__TEXTE À LIRE__.
Sept ouvrages comme sept petits cailloux blancs ramassés au fil de balades littéraires pour vous conduire de L’Amérique à L’Extrême-Orient, en faisant escale en Europe et s’attardant au Moyen-Orient. Une balade qui s’étend sur plusieurs siècles, entre archaïsmes et libertinages, entre belle ouvrage et scénarios. Mais lisez plutôt…
Cet ouvrage n’a que 180 pages au compteur, mais sa densité est singulière : rien n’est en trop, tout est y signifiant. Les deux co-auteurs ont alterné les chapitres, et ce va et vient, entre l’histoire d’un Breton inconnu qui dut quitter la Bretagne pour tenter de se refaire sur des terres « neuves » et l’histoire du « pape » de la Beat Generation, est d’une grande cohérence. En effet, le premier brouille ses traces volontairement et change d’identité avec une aisance médusante, alors que ses écrits finissent par trop peser au second et l’obligent à endosser une identité qui n’est plus tout à fait la sienne.
Le premier est l’ancêtre de Jack Kerouac, un insaisissable fils de notable qui multiplia les frasques, et il a fallu tout le talent et toute la persévérance de la généalogiste Patricia Dagier pour le pister de Huelgoat à Kamouraska. Hervé Quéméner, lui, s’attache à faire du second un portrait tout en nuances, où apparaissent les contradictions et évolutions de l’écrivain dont les écrits influenceront la jeunesse occidentale dès 1957. Entre les deux personnages, des quêtes multiples et inabouties, des espoirs déçus mais toujours ranimés, des fantasmes et des rêves, jusqu’à ce travail de fond qui renoue le fil des événements et retrouve le fil d’Ariane.
Si le livre contribue à démystifier Jack Kerouac, celui-ci reste un personnage emblématique d’une époque. Il nous reste aussi une poésie et une écriture nourries d’expériences incandescentes et cet homme aperçu derrière le mythe, parfois faible, souvent proche des étoiles, exalté, mais qui sut surtout entraîner dans son sillage des êtres en recherche.
Jack Kerouac. De L’Amérique à La Bretagne de Patricia Dagier et Hervé Quéméner, Le Mot et le Reste, 2018 / 17 €.

__CONSIGNE__. Recopiez fidèlement le passage du texte sur Jack Kerouac qui va de « Le premier est » jusqu'à « le fil d’Ariane. » inclus.

__JEU DE DONNÉES__.
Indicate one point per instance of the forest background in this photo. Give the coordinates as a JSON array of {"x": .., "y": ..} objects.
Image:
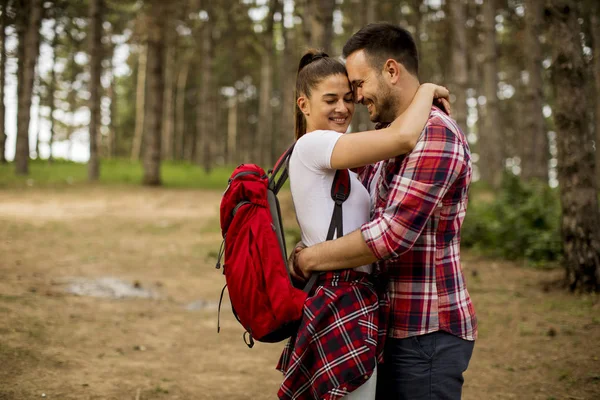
[{"x": 144, "y": 105}]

__RÉSULTAT__.
Le premier est l’ancêtre de Jack Kerouac, un insaisissable fils de notable qui multiplia les frasques, et il a fallu tout le talent et toute la persévérance de la généalogiste Patricia Dagier pour le pister de Huelgoat à Kamouraska. Hervé Quéméner, lui, s’attache à faire du second un portrait tout en nuances, où apparaissent les contradictions et évolutions de l’écrivain dont les écrits influenceront la jeunesse occidentale dès 1957. Entre les deux personnages, des quêtes multiples et inabouties, des espoirs déçus mais toujours ranimés, des fantasmes et des rêves, jusqu’à ce travail de fond qui renoue le fil des événements et retrouve le fil d’Ariane.